▶ _WORK INSTRUCTIONS_:
a. According to the passage on efficient reasoning in large language models, on what basis does DAST adapt reasoning budgets?
b. Continue the passage on efficient reasoning in large language models, starting after its final sentence.

(EXTRACT PROVIDED begins)

Efficient Reasoning in Large Language Models. Since Wei et al. (2022b) demonstrated the effectiveness of chain-of-thought (CoT) prompting, subsequent work has focused on scaling testtime computation to improve performance in mathematical problem-solving, code generation, and complex reasoning tasks. Strategies include parallel sampling of multiple reasoning paths (Wang et al., 2022;Yue et al., 2024;Chen et al., 2023), tree search and planning (Yao et al., 2023;Besta et al., 2024), and iterative refinement methods (Madaan et al., 2023). Recent reasoningspecialized models, such as OpenAI’s o1 (OpenAI et al., 2024b), DeepSeek-R1 (DeepSeek-AI et al., 2025), and Qwen-QwQ (Yang et al., 2025), internalize the ability to generate extended reasoning traces.However, these methods often suffer from the overthinking phenomenon (Sui et al., 2025;Chen et al., 2025), where models generate excessively long reasoning traces. While increased length can improve accuracy up to a point (Wu et al., 2025), it also introduces redundancy, higher inference latency, and even accuracy degradation due to compounding errors (Hassid et al., 2025;Lee et al., 2025). This trade-off has motivated work on more efficient reasoning. RL-based post-training methods have been widely explored to control reasoning length. L1 (Aggarwal & Welleck, 2025) enforces user-specified budgets, DAST (Shen et al., 2025) adapts budgets based on problem difficulty, while O1-Pruner (Luo et al., 2025a) uses reference-based pruning. Other approaches, such as Kimi 1.5 (Team et al., 2025) and Training Efficient (Arora & Zanette, 2025), use sampled rollouts to reward shorter or average lengths. ShorterBetter (Yi et al., 2025) further introduces the idea of rewarding the shortest correct response, highlighting the existence of problem-dependent optimal reasoning lengths. Our work complements these by introducing SLPO, which adaptively prefers concise correct reasoning without penalizing necessary longer derivations, enabling over 10× compression with minimal loss in accuracy.

(EXTRACT PROVIDED ends)
(LISTED ENTRIES begins)

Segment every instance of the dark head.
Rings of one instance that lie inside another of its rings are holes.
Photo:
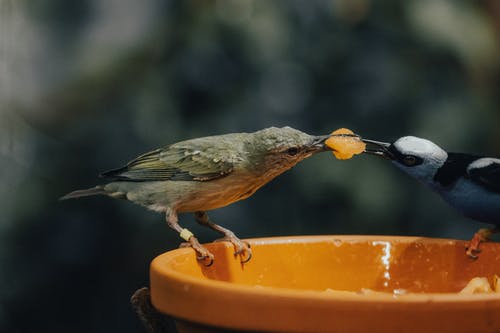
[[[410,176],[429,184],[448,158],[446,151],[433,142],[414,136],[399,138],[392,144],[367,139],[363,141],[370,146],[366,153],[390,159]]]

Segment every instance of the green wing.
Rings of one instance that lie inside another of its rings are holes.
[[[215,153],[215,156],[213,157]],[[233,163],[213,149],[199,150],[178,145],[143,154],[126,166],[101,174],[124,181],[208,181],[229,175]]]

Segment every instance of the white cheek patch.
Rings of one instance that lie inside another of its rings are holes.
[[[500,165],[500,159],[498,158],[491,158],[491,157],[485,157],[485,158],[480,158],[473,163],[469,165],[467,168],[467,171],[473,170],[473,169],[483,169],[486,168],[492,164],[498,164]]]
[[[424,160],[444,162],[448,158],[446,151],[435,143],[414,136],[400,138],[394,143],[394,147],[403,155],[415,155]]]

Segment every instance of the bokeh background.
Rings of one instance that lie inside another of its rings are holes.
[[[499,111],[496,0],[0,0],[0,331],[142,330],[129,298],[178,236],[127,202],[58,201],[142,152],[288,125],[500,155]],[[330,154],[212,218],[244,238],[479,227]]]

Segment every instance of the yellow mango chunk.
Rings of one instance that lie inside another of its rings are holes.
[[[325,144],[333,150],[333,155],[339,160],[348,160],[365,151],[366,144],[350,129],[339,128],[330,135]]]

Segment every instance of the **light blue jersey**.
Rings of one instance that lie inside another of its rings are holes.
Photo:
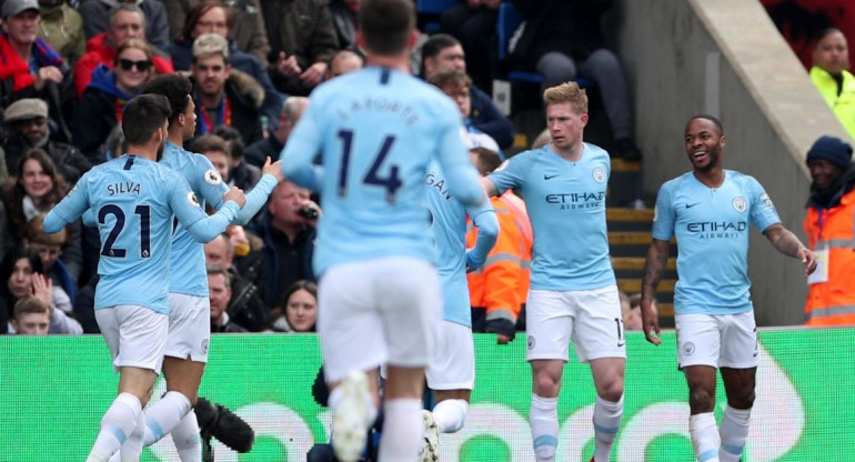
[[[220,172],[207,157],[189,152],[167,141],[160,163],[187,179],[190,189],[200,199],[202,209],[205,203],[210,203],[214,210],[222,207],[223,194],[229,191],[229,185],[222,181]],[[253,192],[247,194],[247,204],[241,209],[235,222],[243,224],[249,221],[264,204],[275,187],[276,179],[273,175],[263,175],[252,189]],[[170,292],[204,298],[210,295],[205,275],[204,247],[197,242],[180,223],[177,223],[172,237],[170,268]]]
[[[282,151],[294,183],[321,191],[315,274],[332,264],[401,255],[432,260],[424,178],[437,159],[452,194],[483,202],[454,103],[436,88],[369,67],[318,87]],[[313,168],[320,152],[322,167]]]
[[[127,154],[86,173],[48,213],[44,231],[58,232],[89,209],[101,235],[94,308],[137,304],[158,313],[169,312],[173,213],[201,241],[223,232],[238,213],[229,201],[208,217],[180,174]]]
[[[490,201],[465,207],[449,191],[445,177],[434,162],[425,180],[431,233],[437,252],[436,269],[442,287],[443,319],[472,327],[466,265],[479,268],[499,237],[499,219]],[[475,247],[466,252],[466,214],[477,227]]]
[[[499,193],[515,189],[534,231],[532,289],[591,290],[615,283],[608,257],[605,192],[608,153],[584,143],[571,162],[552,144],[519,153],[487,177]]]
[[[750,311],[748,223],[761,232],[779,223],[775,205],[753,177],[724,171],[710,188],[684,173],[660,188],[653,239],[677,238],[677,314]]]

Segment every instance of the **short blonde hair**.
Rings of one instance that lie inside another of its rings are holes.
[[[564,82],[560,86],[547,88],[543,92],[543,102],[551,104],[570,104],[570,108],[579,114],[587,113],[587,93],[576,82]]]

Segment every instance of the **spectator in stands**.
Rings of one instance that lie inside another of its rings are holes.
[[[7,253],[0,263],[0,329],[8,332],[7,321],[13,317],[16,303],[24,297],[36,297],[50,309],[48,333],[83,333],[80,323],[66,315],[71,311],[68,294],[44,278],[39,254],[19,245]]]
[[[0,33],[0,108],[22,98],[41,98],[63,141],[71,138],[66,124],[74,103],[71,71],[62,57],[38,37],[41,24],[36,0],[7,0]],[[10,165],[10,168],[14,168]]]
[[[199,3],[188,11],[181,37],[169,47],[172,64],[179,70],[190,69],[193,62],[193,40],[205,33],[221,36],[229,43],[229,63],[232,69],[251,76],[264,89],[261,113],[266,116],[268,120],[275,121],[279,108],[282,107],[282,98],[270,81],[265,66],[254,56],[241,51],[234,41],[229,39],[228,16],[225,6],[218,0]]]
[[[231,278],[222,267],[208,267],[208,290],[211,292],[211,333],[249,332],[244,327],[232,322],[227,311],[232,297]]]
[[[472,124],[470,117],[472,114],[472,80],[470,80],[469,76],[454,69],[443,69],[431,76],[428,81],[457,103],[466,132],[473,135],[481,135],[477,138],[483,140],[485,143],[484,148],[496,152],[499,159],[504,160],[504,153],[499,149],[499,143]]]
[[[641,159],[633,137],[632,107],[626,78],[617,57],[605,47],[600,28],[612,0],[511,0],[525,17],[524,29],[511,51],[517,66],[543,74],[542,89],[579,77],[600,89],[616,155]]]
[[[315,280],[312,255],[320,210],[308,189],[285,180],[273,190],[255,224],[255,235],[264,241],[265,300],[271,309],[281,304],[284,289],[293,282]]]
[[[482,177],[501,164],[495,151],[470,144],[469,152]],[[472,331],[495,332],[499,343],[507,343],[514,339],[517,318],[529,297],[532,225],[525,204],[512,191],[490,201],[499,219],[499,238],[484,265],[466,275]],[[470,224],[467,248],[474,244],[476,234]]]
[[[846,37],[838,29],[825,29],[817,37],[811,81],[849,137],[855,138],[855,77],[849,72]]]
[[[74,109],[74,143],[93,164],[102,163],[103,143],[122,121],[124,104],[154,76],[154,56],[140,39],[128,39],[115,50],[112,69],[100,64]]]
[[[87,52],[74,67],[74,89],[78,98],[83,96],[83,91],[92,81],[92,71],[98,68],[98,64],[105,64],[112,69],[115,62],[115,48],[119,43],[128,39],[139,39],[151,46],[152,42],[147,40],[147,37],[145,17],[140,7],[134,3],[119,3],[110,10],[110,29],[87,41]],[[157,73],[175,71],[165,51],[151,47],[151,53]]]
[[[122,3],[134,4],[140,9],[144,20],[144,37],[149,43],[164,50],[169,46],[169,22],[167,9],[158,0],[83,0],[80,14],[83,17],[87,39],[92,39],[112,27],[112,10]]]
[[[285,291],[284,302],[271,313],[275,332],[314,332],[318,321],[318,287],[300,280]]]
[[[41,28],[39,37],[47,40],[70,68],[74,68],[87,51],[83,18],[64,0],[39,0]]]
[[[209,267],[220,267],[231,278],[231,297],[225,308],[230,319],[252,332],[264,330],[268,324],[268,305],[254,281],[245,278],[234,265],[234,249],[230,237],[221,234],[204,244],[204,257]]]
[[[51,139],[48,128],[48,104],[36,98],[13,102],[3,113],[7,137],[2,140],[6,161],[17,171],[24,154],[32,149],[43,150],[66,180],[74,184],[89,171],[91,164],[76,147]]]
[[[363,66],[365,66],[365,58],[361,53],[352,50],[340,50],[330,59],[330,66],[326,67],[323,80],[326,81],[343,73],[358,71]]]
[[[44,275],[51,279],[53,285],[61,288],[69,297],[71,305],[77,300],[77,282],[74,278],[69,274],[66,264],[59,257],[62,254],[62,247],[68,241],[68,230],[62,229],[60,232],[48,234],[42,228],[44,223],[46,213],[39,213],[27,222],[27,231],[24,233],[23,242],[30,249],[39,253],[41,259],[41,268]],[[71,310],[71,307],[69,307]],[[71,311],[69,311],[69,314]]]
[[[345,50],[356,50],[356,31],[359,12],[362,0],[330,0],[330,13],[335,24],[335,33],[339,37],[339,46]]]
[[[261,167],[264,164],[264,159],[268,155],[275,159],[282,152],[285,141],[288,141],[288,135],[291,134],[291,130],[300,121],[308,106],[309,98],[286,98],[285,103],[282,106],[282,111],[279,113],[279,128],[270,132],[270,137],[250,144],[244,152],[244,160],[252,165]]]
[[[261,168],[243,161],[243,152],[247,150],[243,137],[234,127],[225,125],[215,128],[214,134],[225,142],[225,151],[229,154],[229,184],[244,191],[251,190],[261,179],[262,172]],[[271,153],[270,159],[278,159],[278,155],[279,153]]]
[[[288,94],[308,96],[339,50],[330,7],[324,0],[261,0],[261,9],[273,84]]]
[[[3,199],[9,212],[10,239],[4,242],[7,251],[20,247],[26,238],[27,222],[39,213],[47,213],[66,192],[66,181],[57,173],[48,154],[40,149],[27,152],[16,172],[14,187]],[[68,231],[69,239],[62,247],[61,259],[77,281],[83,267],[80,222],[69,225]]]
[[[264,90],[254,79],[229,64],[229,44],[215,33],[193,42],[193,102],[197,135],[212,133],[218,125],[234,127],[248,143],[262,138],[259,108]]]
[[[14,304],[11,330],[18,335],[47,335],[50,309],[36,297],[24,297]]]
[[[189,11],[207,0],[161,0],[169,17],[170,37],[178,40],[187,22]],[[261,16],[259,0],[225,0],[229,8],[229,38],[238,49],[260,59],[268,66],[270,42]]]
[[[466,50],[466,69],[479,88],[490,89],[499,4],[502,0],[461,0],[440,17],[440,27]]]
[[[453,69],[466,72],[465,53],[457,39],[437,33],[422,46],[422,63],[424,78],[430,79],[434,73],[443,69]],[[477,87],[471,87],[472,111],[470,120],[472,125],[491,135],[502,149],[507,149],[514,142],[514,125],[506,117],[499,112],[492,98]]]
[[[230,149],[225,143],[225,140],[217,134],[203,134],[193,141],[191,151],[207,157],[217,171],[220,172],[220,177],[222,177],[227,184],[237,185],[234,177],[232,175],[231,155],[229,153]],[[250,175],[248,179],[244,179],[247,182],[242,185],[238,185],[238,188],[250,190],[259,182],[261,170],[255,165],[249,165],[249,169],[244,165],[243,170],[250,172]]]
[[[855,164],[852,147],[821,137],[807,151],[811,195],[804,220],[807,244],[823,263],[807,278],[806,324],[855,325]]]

(LISTED ENTRIES ends)

▶ _OUTPUTS FOR THE TASKS_:
a. Problem difficulty.

b.
Chain-of-Thought and Alternative Reasoning Formats. CoT reasoning has become a dominant paradigm for enhancing reasoning in LLMs, either via prompting (Wei et al., 2022a;Fu et al., 2022;Zhou et al., 2022) or through post-training with supervised finetuning (Yue et al., 2023;Yu et al., 2023) and reinforcement learning (Trung et al., 2024;Shao et al., 2024b;Zhou et al., 2025). Theoretical analyses link CoT to increased expressivity and effective depth in transformers (Feng et al., 2023;Merrill et al., 2023;Li et al., 2024). However, natural-language CoT traces are verbose, redundant, and not always faithful to the model’s underlying reasoning process (Turpin et al., 2023;Chuang et al., 2024). Recent research has explored alternatives. Structured or symbolic CoT formats aim to compress reasoning into more compact representations, such as symbolic operators, patterns, or abstract primitives (Madaan & Yazdanbakhsh, 2022;Paul et al., 2024). Other works examine latent reasoning, where intermediate computation is implicit in hidden representations rather than externalized tokens (Yang et al., 2024;Biran et al., 2024;Shalev et al., 2024). Techniques such as back-patching (Biran et al., 2024), filler tokens (Pfau et al., 2024), or knowledge distillation into latent reasoning (Deng et al., 2023;2024) push beyond explicit CoT. Our proposed Mentalese Chain-of-Thought builds on this line of work by introducing a symbolic, cognitively motivated reasoning language inspired by the Language of Thought Hypothesis. By replacing verbose natural language with structured symbolic primitives, Mentalese CoT achieves order-of-magnitude compression while retaining faithfulness and interpretability. Combined with SLPO, this framework demonstrates that both representation and optimization are critical for efficient and reliable reasoning.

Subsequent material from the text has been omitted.